[Image point annotation data]
——————
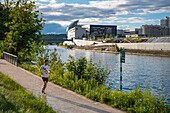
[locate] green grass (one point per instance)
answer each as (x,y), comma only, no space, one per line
(87,79)
(14,99)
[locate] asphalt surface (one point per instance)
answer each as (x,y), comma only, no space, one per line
(60,99)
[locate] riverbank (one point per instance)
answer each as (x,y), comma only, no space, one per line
(111,49)
(151,49)
(14,99)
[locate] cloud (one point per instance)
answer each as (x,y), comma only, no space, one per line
(102,11)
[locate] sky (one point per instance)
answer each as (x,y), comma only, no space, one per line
(123,13)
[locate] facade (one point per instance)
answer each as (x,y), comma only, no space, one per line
(129,32)
(76,32)
(166,23)
(154,30)
(102,30)
(132,36)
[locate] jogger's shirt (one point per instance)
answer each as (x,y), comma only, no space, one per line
(44,69)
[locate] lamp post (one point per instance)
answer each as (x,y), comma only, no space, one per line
(122,60)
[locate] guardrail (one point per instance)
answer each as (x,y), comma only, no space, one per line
(10,58)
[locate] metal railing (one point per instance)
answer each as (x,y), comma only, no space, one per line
(10,58)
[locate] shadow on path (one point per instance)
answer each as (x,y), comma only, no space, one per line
(78,104)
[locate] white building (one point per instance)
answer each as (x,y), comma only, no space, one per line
(76,32)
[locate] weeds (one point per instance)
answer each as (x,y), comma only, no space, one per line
(88,79)
(13,98)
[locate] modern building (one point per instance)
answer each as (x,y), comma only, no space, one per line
(129,32)
(132,36)
(166,23)
(75,31)
(103,30)
(154,30)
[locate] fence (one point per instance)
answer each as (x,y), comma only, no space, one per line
(10,58)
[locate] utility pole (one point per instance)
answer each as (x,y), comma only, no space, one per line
(122,60)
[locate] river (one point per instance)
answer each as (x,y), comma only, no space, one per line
(138,70)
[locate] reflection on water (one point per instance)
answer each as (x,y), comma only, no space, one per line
(142,71)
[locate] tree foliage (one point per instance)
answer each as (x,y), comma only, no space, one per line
(23,23)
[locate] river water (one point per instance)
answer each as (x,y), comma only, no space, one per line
(138,70)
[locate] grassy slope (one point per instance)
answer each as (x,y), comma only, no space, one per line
(14,99)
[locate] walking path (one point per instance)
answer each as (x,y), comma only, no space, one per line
(60,99)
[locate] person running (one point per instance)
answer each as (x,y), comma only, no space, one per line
(44,71)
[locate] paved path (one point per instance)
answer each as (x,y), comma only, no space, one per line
(60,99)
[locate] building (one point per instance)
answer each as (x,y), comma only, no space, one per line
(166,23)
(132,36)
(75,31)
(54,38)
(154,30)
(129,32)
(103,30)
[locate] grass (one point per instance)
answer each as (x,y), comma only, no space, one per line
(135,101)
(14,99)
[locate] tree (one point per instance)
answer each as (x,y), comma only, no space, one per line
(25,27)
(4,17)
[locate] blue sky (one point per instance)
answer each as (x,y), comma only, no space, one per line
(123,13)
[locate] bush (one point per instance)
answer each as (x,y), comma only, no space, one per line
(88,79)
(14,99)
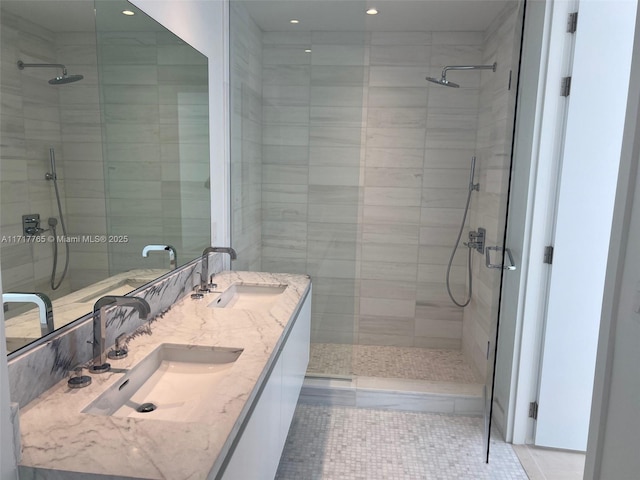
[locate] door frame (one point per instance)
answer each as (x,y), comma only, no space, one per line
(525,300)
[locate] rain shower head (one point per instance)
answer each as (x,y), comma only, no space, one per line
(443,80)
(59,80)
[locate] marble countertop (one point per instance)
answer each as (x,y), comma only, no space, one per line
(66,309)
(57,437)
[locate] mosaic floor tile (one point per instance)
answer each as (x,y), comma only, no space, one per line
(343,443)
(391,362)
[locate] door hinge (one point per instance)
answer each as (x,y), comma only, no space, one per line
(572,23)
(565,87)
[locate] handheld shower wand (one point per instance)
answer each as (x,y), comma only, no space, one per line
(53,176)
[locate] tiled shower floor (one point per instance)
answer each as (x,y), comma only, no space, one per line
(390,362)
(329,442)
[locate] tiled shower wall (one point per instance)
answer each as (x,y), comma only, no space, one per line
(246,140)
(35,117)
(371,165)
(365,171)
(495,130)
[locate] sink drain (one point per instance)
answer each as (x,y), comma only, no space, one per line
(146,408)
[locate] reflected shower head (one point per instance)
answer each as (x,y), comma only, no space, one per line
(65,79)
(59,80)
(443,80)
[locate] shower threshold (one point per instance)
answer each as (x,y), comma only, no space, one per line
(394,394)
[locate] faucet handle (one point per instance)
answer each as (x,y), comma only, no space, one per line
(78,380)
(120,351)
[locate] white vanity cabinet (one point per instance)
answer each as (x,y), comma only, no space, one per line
(257,452)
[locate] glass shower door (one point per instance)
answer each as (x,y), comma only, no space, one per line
(297,124)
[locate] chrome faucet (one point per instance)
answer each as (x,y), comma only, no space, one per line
(100,364)
(41,300)
(205,281)
(173,255)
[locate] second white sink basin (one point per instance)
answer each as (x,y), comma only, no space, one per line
(248,297)
(173,382)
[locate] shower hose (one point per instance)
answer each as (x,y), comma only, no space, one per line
(453,254)
(52,224)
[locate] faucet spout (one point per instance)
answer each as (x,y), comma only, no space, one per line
(41,300)
(204,272)
(100,364)
(173,254)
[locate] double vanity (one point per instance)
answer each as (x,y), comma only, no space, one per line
(205,390)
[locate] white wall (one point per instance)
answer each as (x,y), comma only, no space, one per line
(589,168)
(204,25)
(7,460)
(614,433)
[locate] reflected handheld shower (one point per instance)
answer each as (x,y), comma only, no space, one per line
(53,223)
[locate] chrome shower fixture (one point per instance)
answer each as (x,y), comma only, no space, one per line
(443,79)
(59,80)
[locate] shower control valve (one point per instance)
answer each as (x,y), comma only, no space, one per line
(477,240)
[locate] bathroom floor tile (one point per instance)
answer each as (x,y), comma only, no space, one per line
(391,362)
(327,443)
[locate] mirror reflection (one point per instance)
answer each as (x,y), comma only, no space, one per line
(104,158)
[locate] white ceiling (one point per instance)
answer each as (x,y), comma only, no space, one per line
(274,15)
(394,15)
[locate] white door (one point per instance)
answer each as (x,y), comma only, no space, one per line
(596,113)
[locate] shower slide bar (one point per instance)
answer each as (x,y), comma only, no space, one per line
(512,264)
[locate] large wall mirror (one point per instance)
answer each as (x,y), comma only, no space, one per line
(104,151)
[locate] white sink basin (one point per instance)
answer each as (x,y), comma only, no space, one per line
(173,382)
(248,297)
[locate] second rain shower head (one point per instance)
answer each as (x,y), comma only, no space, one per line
(447,83)
(58,80)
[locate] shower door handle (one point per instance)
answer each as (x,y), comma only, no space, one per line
(512,264)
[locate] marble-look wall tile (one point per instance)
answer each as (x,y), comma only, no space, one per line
(388,165)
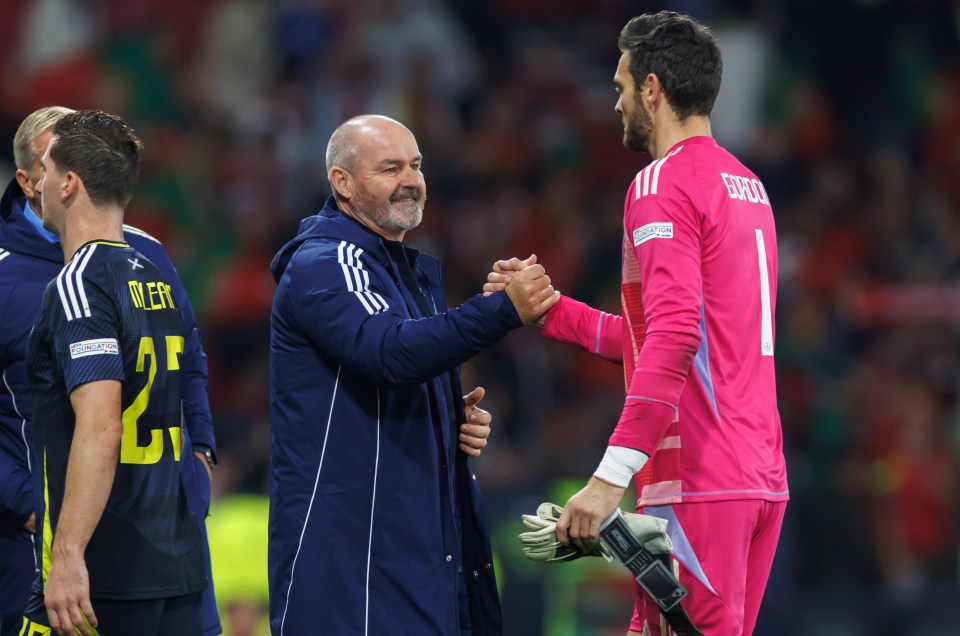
——————
Task details → Copy out the data above word for word, leaving out the pictures.

Final result →
[locate] green grass (one point per instance)
answer each as (x,y), comma only, no space, one per line
(87,79)
(14,99)
[locate] asphalt surface (one point per instance)
answer each as (x,y), comma only, no space, one per line
(60,99)
[locate] riverbank (one point per instance)
answer each as (x,y), comma only, no space, one per line
(111,49)
(151,49)
(14,99)
[locate] cloud (one point per instance)
answer each as (x,y), comma only, no space, one per line
(102,11)
[locate] sky (one point per instance)
answer each as (x,y), comma only, no space, one per line
(123,13)
[locate] facade (one point per instance)
answer each as (x,y), comma only, no space, one per line
(129,32)
(76,32)
(166,23)
(154,30)
(102,30)
(132,36)
[locate] jogger's shirt (one point per instance)
answer each as (x,y), comma only, no space, one per line
(44,69)
[locate] lamp post (one point per instance)
answer each as (x,y), comma only, no space, one per line
(122,60)
[locate] guardrail (one point per instance)
answer each as (x,y), comma only, no space, one per line
(10,58)
[locate] metal railing (one point per instance)
answer each as (x,y), comma only, no space, one per line
(10,58)
[locate] shadow on path (one point per instance)
answer each as (x,y), comma only, no space, one per line
(78,104)
[locate] white building (one point per instance)
answer each as (x,y), comma only, no space, one per line
(76,32)
[locate] weeds (one point per instance)
answer each as (x,y), comma only, no space, one per line
(88,79)
(13,98)
[locate] modern building (one point per instance)
answer each as (x,y), comma only, no space, one per line
(129,32)
(132,36)
(166,23)
(75,31)
(103,30)
(154,30)
[locate] fence (one point per instance)
answer each as (x,y), comma only, no space, one per line
(10,58)
[locate] utility pole (one point per instance)
answer each as (x,y), comma only, no space, one per line
(122,60)
[locate] river (one point per instance)
answer each as (x,y), comma only, no space, one per line
(138,70)
[locate] reflection on water (one point per instance)
answer each as (x,y), comma only, no space, one per line
(142,71)
[locate] tree foliage (one point per instance)
answer each as (x,y), comma only, no space, one per line
(23,23)
[locate] river water (one point per instance)
answer each as (x,y), comma only, no space, one per line
(138,70)
[locate] grassy slope (one point per instance)
answer each as (x,y), comma only, no space, one per line
(14,99)
[locate] walking path (one point per instance)
answer each as (x,y), comma only, no space, one per line
(60,99)
[locate] person running (one point per instance)
answer each as (x,y), comma only, no space, one per line
(44,71)
[locate] paved path (one point per instance)
answer each as (x,y), comma only, no space, one per line
(60,99)
[locate] building (one point per instance)
answer each as (x,y), comma only, no space, one per line
(166,23)
(132,36)
(75,31)
(54,38)
(154,30)
(129,32)
(103,30)
[locate] grass (one point per instance)
answer each as (x,y), comma only, no space, one per line
(135,101)
(14,99)
[locate] tree (one point per instance)
answer each as (x,y), comma only, no space, one per line
(25,27)
(4,17)
[locate] blue sky (one point per instance)
answer each as (x,y), comma only, no space, one per line
(123,13)
[locate] bush (one point per instance)
answer each as (x,y), comma only, no space, one per line
(88,79)
(14,99)
[locate] door frame (one point per instance)
answer each as (x,y), comma only, no space, one per line
(525,300)
[locate] rain shower head (one point per instance)
answer each as (x,y), comma only, no space, one per line
(443,80)
(59,80)
[locate] marble countertop (one point per instance)
answer each as (x,y), comma only, no space, one per line
(66,309)
(57,437)
[locate] mosaic floor tile (one point per instance)
answer each as (x,y), comma only, no space, one per line
(343,443)
(391,362)
[locate] door hinge (one point per instance)
answer each as (x,y), comma only, no space, one per line
(572,23)
(565,87)
[locate] handheld shower wand (one point per instance)
answer each as (x,y), comma only, no space, one per line
(53,176)
[locate] tiled shower floor (one point per instance)
answer each as (x,y), comma only, no space, one per line
(390,362)
(329,442)
[locate] tiled shower wall (one point per instance)
answer each as (x,y), comma only, no space, one per line
(246,140)
(35,117)
(371,165)
(365,171)
(495,130)
[locate] sink drain (one point per instance)
answer each as (x,y), comma only, no space, one per line
(146,408)
[locate] reflected shower head (one point per instance)
answer each as (x,y), comma only, no space, one per line
(65,79)
(59,80)
(443,80)
[locate] shower threshold (one point per instance)
answer each as (x,y), comma only, no space, one per line
(394,394)
[locate] faucet handle (one point per instance)
answer each as (x,y), comma only, no space, one per line
(78,380)
(120,351)
[locate] white vanity cabinet (one point per instance)
answer each as (x,y), comma only, no space, one per line
(257,452)
[locate] glass shower door (one point per instance)
answer each as (x,y), comma only, no space, one per line
(297,124)
[locate] chrome faucet (one point per instance)
answer each as (x,y), comma only, no space, one per line
(100,364)
(41,300)
(205,281)
(173,255)
[locate] second white sink basin (one point per instance)
answer each as (x,y), comma only, no space, one per line
(248,297)
(173,382)
[locate] shower hose (one point per instance)
answer each as (x,y), comma only, no space, one per line
(453,254)
(52,224)
[locate] faucet spout (one point per instance)
answer each as (x,y), comma only, no space, one per line
(41,300)
(204,272)
(100,364)
(173,254)
[locate] double vanity (one point per instance)
answer each as (x,y), comma only, no space, one per line
(205,390)
[locate] white wall (one point per instance)
answer each as (x,y), comma only, no space, one per line
(589,168)
(204,25)
(7,460)
(614,433)
[locate] reflected handheld shower (one point per instance)
answer each as (x,y), comma only, no space, one per line
(53,223)
[locate] chrome shower fixture (one point per instance)
answer each as (x,y), comma only, no space, one per line
(443,79)
(59,80)
[locate] shower control valve (one point per instance)
answer each as (x,y), comma only, no space, one per line
(477,240)
[locate] bathroom floor tile (one point per instance)
answer each as (x,y), comma only, no space, one per line
(391,362)
(327,443)
[locate] mirror reflection (one point per instance)
answer each as (x,y), comma only, no space, one per line
(104,158)
[locate] white ceiling (one point per instance)
answer each as (x,y), comma only, no space, one per line
(274,15)
(394,15)
[locate] white door (one point per instance)
answer each as (x,y), comma only, no space, one per line
(596,113)
[locate] shower slide bar (one point per instance)
answer each as (x,y), comma only, no space, one per line
(512,264)
[locate] large wall mirror (one point per instance)
answer each as (x,y), comma only, no space, one per line
(104,151)
[locate] white sink basin (one point per instance)
answer each as (x,y), comma only, no space, one per line
(173,382)
(248,297)
[locate] second rain shower head (one point per instance)
answer each as (x,y), comma only, no space, one per line
(447,83)
(58,80)
[locate] shower door handle (one point per instance)
answer each as (x,y), comma only, no space, one per line
(512,264)
[locate] marble-look wall tile (one point per instance)
answer each as (x,y), comma only, no space, one per line
(388,165)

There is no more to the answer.